SHORT PROBLEM 1
Render the listing as a JSON list of strings, one string per line and blank lines left out, starting at the line that contains "point: shaggy brown" and continuing through the end of the listing.

The opinions expressed herein are based upon the laws, regulations, and published judicial and administrative decisions of the stated jurisdictions as of the date hereof, and are subject to any amendment, repeal or other modification of the applicable laws, regulations, or judicial or administrative decisions that served as the basis for our opinions, and laws, regulations and judicial and administrative decisions hereafter enacted or rendered.
This opinion letter is addressed to and is solely for the benefit of the addressee. This opinion letter is limited to the matters expressly stated herein and no opinion or other statement may be inferred or implied beyond the matters expressly stated herein. It may not, without our prior written consent, be relied upon for any other purpose or be disclosed to or relied upon by any other person without our prior written consent.
We hereby consent to the filing of this opinion with the Commission as Exhibit 5.4 to the Registration Statement. We also consent to the reference to our firm under the heading “Legal Matters” in each of the Registration Statements. In giving this consent, we do not thereby admit that we are in the category of persons whose consent is required under Section 7 of the Securities Act or the rules and regulations of the Commission.
This opinion is furnished to you in connection with the filing of the Registration Statement in accordance with the requirements of Item 601(b)(5) of Regulation S-K under the Securities Act.

Pointing listing:

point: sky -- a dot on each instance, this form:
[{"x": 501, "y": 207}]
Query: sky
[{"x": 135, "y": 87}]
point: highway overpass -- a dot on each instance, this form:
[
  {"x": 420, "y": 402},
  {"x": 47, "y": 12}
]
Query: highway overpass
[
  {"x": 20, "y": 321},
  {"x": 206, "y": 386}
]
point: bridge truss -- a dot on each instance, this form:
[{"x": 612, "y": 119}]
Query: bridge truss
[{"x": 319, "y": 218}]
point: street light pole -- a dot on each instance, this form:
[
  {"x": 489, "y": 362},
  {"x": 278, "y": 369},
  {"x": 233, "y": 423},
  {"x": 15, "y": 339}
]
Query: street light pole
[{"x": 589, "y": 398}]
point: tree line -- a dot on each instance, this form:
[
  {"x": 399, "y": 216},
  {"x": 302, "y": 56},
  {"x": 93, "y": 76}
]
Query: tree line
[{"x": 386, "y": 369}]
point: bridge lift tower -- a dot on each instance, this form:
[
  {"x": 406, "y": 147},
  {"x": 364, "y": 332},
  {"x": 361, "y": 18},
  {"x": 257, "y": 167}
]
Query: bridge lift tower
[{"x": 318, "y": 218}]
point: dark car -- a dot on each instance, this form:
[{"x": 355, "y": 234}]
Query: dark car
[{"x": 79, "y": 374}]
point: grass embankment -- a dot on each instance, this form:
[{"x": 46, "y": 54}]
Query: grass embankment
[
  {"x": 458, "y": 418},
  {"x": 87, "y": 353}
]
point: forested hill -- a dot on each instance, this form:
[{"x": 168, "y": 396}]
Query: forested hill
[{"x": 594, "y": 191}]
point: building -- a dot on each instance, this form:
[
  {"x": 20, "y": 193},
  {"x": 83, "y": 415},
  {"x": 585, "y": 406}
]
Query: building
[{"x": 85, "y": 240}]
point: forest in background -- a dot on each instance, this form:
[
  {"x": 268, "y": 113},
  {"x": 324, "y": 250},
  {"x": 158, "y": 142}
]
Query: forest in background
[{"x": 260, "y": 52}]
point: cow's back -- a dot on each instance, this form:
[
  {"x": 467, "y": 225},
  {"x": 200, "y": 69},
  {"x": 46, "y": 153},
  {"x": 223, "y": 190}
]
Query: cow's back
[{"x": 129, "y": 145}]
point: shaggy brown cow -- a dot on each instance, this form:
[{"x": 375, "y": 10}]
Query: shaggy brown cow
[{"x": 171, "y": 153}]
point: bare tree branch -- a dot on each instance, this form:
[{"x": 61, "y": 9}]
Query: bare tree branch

SHORT PROBLEM 2
In the opinion letter, as which exhibit to the Registration Statement does the firm consent to the opinion being filed with the Commission?

WRITTEN RESPONSE 1
[
  "point: shaggy brown cow -- a dot on each instance, this form:",
  "[{\"x\": 375, \"y\": 10}]",
  "Query: shaggy brown cow",
  "[{\"x\": 171, \"y\": 153}]",
  "point: bare tree branch -- a dot on each instance, this form:",
  "[{\"x\": 61, \"y\": 9}]",
  "Query: bare tree branch"
]

WRITTEN RESPONSE 2
Exhibit 5.4